_PROBLEM_. Every line of the records below from the line with "Every instance of the grey" up to and including the line with "Every instance of the chair leg" must be reproduced exactly, and no line outside that range.

++++

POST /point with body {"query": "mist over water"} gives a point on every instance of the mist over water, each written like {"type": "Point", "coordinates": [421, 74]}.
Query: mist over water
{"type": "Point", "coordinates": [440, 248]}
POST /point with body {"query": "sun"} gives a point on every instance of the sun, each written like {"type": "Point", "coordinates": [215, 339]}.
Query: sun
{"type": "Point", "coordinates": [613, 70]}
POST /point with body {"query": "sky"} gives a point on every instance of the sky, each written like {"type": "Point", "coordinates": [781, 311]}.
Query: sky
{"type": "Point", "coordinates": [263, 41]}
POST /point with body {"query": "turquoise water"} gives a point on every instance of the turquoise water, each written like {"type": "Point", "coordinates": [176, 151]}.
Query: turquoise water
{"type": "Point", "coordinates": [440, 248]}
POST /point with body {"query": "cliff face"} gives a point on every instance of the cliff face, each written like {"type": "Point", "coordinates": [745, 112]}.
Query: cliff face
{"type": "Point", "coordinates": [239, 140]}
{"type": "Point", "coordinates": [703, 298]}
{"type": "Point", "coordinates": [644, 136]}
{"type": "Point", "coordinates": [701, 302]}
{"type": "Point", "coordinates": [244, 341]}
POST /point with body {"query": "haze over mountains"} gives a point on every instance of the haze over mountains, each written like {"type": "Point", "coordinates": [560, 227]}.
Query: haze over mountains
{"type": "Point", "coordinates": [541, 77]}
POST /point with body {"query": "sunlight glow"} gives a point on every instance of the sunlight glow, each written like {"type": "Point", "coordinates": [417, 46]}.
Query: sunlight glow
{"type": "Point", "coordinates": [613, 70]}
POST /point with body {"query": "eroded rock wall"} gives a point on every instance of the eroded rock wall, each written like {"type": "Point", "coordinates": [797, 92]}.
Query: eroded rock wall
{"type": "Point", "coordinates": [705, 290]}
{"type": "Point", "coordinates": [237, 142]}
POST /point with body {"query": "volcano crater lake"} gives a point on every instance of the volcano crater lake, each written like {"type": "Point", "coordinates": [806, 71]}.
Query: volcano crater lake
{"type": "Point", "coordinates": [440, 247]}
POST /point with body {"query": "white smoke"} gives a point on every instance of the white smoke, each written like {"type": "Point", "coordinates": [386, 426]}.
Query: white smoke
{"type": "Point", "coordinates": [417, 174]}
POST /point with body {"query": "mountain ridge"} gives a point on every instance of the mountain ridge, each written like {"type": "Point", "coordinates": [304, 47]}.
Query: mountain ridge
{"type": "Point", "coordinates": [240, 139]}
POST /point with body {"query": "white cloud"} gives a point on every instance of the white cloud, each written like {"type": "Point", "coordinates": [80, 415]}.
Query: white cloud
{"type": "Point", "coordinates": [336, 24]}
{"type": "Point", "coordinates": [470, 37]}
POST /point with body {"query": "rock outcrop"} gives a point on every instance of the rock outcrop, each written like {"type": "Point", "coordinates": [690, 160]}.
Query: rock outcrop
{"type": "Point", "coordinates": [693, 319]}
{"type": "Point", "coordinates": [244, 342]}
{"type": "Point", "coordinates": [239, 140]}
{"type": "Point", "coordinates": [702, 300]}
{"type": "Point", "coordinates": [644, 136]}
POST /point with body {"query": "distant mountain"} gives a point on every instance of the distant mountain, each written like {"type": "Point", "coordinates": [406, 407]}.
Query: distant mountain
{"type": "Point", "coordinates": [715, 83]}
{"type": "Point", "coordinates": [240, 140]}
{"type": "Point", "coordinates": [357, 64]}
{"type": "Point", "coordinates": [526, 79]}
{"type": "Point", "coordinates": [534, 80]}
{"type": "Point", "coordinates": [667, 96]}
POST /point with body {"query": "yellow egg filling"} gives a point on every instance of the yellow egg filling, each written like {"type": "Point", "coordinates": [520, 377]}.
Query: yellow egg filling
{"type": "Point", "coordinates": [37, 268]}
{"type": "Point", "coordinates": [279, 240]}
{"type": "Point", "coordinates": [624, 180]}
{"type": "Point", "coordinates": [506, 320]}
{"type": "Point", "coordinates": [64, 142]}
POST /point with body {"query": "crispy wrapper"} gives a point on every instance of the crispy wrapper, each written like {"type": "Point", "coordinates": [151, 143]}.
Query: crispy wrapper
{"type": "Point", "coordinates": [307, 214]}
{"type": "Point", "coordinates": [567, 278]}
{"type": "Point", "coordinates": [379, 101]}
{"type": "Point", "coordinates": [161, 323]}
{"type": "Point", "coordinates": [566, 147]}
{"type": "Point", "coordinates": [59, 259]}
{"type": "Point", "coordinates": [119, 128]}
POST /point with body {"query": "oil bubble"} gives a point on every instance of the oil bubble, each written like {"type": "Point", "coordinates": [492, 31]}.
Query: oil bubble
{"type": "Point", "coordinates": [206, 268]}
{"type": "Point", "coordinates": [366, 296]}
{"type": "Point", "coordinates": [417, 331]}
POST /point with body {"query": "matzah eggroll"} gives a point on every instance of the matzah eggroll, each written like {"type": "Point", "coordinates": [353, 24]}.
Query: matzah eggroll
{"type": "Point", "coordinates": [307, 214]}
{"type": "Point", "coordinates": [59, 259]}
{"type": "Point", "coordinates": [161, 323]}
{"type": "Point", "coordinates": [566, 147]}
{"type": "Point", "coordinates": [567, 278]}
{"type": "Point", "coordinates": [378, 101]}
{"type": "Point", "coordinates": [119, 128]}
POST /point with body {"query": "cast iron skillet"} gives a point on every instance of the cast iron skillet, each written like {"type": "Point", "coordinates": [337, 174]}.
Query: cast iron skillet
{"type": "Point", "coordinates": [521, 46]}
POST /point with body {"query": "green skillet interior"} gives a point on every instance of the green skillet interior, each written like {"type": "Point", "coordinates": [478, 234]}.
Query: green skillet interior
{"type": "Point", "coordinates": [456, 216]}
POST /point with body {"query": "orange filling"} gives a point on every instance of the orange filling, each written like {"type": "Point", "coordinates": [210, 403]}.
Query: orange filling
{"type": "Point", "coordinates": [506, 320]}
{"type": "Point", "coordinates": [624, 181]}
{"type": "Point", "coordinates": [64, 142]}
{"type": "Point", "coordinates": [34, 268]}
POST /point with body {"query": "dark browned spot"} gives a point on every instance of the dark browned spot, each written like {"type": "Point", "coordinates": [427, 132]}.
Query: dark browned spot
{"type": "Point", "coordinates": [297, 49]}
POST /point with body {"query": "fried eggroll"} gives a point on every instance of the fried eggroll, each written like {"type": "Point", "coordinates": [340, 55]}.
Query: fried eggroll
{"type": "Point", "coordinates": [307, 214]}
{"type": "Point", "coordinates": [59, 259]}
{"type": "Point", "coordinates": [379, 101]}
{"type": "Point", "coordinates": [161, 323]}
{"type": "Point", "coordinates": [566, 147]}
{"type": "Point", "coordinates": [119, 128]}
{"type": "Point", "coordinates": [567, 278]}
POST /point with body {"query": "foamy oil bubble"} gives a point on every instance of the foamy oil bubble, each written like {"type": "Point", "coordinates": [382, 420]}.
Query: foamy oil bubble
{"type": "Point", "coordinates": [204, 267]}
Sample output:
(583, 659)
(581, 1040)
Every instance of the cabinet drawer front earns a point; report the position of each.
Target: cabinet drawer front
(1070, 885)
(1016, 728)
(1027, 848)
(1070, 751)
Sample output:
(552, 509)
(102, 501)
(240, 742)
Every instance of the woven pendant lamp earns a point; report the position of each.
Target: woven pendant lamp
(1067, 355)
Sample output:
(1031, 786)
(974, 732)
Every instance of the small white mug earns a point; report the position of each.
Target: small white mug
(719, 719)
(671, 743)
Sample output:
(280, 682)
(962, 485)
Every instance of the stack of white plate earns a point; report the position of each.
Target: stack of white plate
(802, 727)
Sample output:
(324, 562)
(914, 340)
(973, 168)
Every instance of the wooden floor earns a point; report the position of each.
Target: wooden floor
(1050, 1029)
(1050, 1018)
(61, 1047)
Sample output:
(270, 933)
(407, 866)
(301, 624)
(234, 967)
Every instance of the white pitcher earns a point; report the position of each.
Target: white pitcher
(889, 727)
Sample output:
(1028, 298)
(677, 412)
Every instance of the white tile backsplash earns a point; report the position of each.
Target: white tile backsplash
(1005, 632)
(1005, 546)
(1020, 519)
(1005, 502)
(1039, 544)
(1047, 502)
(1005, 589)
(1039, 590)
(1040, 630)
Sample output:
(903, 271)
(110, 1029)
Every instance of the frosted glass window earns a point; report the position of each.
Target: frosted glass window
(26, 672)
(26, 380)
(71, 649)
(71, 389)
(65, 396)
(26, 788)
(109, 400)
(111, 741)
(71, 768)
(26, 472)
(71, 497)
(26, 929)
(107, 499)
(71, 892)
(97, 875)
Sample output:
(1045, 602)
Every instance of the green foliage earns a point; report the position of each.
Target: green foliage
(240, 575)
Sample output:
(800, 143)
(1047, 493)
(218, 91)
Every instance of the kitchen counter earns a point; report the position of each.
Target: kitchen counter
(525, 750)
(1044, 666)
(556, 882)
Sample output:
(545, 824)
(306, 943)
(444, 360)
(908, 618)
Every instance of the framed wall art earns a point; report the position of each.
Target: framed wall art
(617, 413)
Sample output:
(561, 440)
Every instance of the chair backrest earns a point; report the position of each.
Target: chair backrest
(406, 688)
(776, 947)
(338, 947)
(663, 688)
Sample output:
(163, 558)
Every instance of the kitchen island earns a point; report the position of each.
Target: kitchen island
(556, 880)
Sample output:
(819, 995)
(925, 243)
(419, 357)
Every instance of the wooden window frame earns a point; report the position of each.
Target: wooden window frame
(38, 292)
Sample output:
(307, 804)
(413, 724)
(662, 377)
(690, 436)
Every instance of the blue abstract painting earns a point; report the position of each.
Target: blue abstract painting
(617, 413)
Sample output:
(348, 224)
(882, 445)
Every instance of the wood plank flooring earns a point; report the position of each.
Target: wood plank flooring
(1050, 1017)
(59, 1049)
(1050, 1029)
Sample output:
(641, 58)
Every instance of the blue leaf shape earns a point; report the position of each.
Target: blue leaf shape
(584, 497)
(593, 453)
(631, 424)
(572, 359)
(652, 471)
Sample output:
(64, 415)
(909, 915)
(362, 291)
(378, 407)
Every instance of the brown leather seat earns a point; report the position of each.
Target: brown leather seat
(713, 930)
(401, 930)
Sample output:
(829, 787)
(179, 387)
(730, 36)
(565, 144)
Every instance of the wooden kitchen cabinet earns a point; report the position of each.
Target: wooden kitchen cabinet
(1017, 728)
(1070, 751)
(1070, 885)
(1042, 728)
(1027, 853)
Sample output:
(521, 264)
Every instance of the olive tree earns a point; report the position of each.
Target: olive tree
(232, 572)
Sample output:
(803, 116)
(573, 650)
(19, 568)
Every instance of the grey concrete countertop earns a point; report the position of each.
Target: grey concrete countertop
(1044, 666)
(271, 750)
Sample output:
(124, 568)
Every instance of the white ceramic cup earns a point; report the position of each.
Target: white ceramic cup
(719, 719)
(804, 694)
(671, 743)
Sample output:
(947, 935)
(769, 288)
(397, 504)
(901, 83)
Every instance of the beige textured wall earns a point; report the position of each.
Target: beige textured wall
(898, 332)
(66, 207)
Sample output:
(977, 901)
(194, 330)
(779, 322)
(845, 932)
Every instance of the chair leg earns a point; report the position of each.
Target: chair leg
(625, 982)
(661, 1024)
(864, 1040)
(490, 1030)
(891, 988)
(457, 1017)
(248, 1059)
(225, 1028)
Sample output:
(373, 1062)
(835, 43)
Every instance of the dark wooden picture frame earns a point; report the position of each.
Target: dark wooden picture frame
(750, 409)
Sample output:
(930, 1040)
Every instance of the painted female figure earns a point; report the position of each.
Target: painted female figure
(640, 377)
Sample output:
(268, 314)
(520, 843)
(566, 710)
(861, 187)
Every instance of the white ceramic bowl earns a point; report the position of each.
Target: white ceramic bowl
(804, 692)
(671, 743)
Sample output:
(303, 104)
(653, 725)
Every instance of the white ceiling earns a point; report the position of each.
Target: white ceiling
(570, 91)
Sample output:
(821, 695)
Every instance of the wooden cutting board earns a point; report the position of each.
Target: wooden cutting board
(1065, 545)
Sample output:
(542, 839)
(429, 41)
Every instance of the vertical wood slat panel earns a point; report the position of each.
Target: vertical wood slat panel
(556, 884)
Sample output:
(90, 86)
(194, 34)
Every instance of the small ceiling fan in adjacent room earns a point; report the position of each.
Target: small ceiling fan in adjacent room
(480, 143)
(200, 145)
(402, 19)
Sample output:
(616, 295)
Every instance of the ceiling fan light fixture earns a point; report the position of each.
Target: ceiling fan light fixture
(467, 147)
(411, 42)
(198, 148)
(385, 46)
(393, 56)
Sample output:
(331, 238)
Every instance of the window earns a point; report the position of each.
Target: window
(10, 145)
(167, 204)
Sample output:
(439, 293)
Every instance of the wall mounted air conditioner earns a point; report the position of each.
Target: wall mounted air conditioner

++++

_EXERCISE SOLUTION_.
Every instance of the grey concrete countertop earns a point; report the position of each.
Target: grey concrete countertop
(1044, 666)
(271, 750)
Sample output:
(124, 568)
Every instance of the white ceramic cup earns a point; report the position of each.
Target: white ceramic cup
(719, 719)
(804, 694)
(671, 743)
Sample output:
(947, 935)
(769, 288)
(397, 504)
(901, 83)
Every instance of the beige textured wall earns a point; report the position of each.
Target: beige textured wall
(898, 332)
(66, 207)
Sample output:
(977, 901)
(194, 330)
(779, 322)
(845, 932)
Every instance of the chair leg earns a point; report the position of each.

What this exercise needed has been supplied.